[Problem to solve] Copy everything from "El Salvador’s Bitcoin" down to "countries in particular." in the article on El Salvador's currency, swapping "Bitcoin" for "Ethereum" wherever it appears.

[Text block]
◇ ◇ ◇ ◇

El Salvador’s Bitcoin Madness EJINSIGHT

0


El Salvador this month became the first country to adopt a cryptocurrency – in this case, Bitcoin – as legal tender. I say the first, because others might follow. But they should think twice, because the idea is highly dubious – and likely to be economically dangerous for developing countries in particular.

I have to admit that I don’t understand the need for cryptocurrencies at all. Like many economists, I don’t see what problem they solve. They are not well designed to perform one of the classic functions of money – a unit of account, a store of value or a means of payment – because their prices are extremely volatile. This volatility is not surprising, as cryptocurrencies are not backed by reserves or the reputation of a well-established institution, such as a government or even a private bank or other trusted company.

In fact, Bitcoin and its fellow cryptocurrencies were born out of anarcho-libertarian mistrust of central banks. Certainly, many central banks, especially in developing countries, have a habit of depreciating their currencies. But adopting Bitcoin as legal tender does not make sense for El Salvador.

◇ ◇ ◇ ◇

(Image segmentation entries)
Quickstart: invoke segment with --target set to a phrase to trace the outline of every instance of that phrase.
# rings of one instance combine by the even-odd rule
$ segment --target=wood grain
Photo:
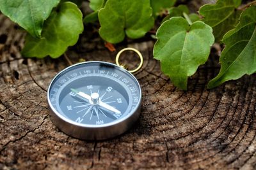
[[[189,79],[188,90],[175,88],[153,59],[150,38],[116,46],[138,48],[145,59],[135,74],[143,90],[142,111],[129,131],[103,141],[69,137],[51,122],[46,92],[54,75],[68,66],[20,55],[25,32],[0,15],[0,169],[255,169],[256,80],[244,76],[212,90],[218,72],[212,48],[206,64]],[[114,62],[93,30],[67,54]],[[124,57],[135,66],[132,54]]]

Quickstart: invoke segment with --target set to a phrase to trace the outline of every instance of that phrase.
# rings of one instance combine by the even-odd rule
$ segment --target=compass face
[[[64,69],[52,80],[47,95],[58,117],[91,127],[122,122],[138,110],[141,98],[140,85],[131,73],[103,62]]]

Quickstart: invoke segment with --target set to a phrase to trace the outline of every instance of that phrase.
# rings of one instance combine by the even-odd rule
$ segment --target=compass
[[[47,100],[51,119],[60,130],[79,139],[99,140],[119,135],[133,125],[140,113],[141,90],[121,66],[84,62],[53,78]]]

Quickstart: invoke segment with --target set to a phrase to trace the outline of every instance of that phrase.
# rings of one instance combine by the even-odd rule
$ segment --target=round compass
[[[141,90],[135,77],[122,67],[85,62],[58,74],[47,99],[52,122],[65,133],[104,139],[124,132],[136,122]]]

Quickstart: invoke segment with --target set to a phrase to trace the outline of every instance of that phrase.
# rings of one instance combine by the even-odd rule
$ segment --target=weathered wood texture
[[[47,89],[67,61],[22,58],[25,33],[3,15],[0,24],[0,169],[256,169],[255,76],[207,90],[219,70],[214,48],[184,92],[161,73],[149,38],[117,46],[117,51],[135,47],[144,56],[135,74],[143,90],[141,115],[120,136],[88,142],[60,132],[49,117]],[[114,62],[116,52],[92,32],[68,55],[74,62]]]

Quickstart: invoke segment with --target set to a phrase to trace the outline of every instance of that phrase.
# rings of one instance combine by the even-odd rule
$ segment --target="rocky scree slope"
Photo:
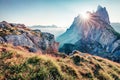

◇ ◇ ◇ ◇

[Answer to the exercise]
El Salvador’s Ethereum Madness EJINSIGHT

0


El Salvador this month became the first country to adopt a cryptocurrency – in this case, Ethereum – as legal tender. I say the first, because others might follow. But they should think twice, because the idea is highly dubious – and likely to be economically dangerous for developing countries in particular.